## QUOTED PASSAGE
Thursday, February 20, 2014

Birdcage

The Birdcage, as best I can remember, was a pretty good movie. I enjoyed it, anyway. Robin Williams and Nathan Lane play a cabaret owner and his trans-woman starlet who live together as a married couple. They have an adopted son, and the movie is about them dealing with this adult son getting married to a Catholic girl who's parents would never approve of their religion (Jewish), lifestyle, or sexuality.

They first attempt to deal with this by trying to pretend that Nathan Lane's character is biologically a woman, and that they are a good Christian family. But as she hasn't been through the surgery (and seems to have no interest? I don't know. It's been a really long time, and I was like 14.), her makeup job goes awry after a series of wacky misfortunes, and the jig is up.

Somehow, both families work through this and decide to tolerate one another for the sake of their children, and the movie ends on an adorable half Jewish, half Catholic wedding because tolerance of our differences is what's really important.

## TASKS TO CARRY OUT
[A] According to the post about The Birdcage, what kind of wedding does the movie end on?
[B] Retype the post about The Birdcage from "They first attempt" up to and including "the jig is up.".
The listing has no connection to the post about The Birdcage.

## DATA EXTRACT
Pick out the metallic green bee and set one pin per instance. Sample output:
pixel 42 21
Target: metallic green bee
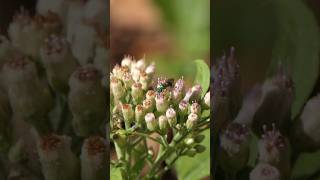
pixel 164 84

## RESPONSES PER TASK
[A] An adorable half Jewish, half Catholic wedding.

[B]
They first attempt to deal with this by trying to pretend that Nathan Lane's character is biologically a woman, and that they are a good Christian family. But as she hasn't been through the surgery (and seems to have no interest? I don't know. It's been a really long time, and I was like 14.), her makeup job goes awry after a series of wacky misfortunes, and the jig is up.